• **The task**:
Pull out every line of the items below that holds the word "toddler", and copy each one in full.

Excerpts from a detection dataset
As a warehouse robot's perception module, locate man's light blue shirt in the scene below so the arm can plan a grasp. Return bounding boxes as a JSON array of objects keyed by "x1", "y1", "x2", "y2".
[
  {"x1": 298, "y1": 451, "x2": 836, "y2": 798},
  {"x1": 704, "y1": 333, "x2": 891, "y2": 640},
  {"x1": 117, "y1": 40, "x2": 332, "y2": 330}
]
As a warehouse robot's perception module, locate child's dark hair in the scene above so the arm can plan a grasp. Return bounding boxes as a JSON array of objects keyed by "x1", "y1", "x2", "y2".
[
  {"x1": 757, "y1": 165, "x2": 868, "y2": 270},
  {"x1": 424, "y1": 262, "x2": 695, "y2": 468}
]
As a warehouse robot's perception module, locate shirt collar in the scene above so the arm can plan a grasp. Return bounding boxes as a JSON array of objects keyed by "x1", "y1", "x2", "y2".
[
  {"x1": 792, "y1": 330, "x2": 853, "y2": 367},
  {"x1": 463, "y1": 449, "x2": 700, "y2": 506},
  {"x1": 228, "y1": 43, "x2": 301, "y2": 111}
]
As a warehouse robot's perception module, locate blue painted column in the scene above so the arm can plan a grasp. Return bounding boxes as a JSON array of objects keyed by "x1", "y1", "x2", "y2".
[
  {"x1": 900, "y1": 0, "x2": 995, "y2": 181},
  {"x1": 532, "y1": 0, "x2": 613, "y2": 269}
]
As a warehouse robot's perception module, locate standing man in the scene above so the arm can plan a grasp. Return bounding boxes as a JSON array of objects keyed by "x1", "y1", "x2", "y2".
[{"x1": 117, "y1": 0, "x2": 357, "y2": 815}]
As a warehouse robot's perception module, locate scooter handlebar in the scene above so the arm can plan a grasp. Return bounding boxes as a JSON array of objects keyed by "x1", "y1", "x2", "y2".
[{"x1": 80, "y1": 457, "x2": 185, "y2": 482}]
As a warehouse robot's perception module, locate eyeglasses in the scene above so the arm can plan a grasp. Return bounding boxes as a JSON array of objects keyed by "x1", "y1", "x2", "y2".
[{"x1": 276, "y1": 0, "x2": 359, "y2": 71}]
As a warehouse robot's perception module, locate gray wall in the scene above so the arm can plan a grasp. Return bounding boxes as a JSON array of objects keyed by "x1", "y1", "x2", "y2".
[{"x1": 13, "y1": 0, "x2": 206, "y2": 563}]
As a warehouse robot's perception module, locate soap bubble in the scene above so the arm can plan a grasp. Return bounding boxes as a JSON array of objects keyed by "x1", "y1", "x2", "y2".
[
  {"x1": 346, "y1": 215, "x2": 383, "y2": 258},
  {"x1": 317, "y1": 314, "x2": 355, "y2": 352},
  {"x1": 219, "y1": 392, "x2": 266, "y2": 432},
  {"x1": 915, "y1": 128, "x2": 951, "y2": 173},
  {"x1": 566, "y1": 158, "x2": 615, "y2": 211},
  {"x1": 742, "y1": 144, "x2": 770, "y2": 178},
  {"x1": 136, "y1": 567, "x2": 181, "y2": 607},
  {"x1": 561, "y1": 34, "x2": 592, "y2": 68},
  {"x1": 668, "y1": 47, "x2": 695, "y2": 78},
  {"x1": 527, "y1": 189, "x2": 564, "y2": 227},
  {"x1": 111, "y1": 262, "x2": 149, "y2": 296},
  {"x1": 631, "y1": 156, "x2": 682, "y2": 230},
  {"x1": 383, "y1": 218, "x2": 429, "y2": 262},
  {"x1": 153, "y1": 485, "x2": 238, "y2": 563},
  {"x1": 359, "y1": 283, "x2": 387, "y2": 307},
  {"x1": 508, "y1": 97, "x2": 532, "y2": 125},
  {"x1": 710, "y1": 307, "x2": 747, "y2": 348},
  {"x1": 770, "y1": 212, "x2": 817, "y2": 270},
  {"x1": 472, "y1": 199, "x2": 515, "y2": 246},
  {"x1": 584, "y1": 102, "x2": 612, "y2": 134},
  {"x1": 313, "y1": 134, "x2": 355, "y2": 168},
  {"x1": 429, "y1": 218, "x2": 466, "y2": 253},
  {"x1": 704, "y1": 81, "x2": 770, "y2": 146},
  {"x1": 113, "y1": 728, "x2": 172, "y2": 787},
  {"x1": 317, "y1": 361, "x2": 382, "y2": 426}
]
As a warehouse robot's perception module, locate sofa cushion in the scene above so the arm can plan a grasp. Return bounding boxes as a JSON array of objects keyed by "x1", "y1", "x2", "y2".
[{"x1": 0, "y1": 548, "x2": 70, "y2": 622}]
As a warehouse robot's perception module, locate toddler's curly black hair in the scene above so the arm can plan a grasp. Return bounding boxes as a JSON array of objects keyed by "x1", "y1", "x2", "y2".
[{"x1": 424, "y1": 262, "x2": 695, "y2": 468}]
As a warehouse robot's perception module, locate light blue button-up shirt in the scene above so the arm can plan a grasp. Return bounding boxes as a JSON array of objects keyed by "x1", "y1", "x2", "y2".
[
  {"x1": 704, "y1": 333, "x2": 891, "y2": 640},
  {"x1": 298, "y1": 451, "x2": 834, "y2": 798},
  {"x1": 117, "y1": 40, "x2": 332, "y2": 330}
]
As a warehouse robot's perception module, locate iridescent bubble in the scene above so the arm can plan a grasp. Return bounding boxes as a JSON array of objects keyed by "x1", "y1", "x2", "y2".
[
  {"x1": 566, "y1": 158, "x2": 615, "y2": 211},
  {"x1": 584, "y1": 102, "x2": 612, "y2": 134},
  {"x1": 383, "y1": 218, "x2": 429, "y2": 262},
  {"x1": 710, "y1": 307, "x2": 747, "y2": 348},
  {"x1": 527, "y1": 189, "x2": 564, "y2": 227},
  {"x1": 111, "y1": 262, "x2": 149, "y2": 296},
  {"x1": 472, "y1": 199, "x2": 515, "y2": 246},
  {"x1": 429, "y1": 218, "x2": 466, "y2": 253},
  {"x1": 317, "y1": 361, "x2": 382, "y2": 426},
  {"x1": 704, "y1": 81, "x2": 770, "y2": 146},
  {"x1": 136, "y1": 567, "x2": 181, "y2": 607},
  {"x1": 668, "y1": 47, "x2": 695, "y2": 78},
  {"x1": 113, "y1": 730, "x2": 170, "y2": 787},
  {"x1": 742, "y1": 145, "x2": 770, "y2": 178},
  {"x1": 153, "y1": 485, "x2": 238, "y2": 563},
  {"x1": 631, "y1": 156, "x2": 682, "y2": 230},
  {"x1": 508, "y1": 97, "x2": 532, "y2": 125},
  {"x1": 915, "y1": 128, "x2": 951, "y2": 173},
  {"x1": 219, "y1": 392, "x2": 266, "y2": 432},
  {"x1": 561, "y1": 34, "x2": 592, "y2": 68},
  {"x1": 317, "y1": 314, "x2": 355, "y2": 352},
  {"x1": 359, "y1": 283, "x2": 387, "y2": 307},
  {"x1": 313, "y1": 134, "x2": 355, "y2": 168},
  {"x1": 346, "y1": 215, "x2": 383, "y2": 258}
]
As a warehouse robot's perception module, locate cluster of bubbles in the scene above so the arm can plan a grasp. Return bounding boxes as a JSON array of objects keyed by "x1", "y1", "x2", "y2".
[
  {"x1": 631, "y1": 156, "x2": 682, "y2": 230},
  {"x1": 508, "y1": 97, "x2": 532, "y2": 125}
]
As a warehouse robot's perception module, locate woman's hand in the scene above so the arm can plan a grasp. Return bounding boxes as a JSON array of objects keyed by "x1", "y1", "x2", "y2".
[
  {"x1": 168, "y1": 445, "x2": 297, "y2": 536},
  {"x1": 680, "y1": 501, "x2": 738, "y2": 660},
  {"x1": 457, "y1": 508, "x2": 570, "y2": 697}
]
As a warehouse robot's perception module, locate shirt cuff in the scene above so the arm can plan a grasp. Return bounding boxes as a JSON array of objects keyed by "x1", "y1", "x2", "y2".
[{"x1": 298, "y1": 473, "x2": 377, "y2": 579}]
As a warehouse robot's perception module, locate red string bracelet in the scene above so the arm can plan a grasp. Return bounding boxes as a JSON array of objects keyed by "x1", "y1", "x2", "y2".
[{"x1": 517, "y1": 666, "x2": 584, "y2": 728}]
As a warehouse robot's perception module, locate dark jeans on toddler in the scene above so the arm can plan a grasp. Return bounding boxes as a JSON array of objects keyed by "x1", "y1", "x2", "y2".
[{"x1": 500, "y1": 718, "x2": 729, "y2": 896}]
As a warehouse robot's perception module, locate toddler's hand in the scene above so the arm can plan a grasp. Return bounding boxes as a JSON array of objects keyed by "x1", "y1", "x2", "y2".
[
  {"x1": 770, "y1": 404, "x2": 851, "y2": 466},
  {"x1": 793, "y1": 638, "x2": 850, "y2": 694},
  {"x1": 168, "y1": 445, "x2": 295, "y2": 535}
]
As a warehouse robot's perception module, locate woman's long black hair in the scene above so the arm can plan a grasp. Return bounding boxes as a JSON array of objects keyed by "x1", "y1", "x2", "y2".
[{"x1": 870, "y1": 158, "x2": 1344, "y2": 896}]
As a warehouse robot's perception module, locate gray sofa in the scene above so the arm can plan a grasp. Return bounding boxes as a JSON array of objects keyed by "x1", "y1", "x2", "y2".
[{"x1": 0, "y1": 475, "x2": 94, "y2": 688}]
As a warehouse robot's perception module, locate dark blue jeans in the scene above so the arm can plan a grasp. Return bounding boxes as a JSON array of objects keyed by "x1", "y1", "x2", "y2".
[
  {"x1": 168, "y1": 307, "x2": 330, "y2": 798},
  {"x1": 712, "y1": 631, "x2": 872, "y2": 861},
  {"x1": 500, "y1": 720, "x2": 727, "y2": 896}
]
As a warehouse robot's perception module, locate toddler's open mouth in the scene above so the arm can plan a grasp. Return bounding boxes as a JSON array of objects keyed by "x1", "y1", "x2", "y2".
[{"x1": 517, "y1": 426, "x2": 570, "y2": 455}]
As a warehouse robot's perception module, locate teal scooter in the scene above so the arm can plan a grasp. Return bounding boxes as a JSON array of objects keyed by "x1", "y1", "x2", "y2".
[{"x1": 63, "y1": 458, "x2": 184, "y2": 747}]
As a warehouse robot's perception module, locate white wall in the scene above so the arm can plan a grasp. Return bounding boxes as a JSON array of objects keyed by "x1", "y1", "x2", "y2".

• **Final result**:
As a warehouse robot's perception module, locate toddler's curly black hair in the scene above so the arm can plan a grasp. Return bounding boxes as a JSON array of objects keyed by "x1", "y1", "x2", "y2".
As a warehouse robot's perception module, locate dark jeans on toddler in the scene above so the arm can plan a grasp. Return bounding boxes as a JSON array of objects keyed by "x1", "y1", "x2", "y2".
As a warehouse robot's perception module, locate toddler's hand in the scene above so the arm can plan a grasp. Return bounding boxes as a JSON array of objects keyed by "x1", "y1", "x2", "y2".
As a warehouse robot's perception module, locate toddler's open mouth in the scene above so the arm can plan a grasp. Return bounding boxes as a JSON array of objects keyed by "x1", "y1", "x2", "y2".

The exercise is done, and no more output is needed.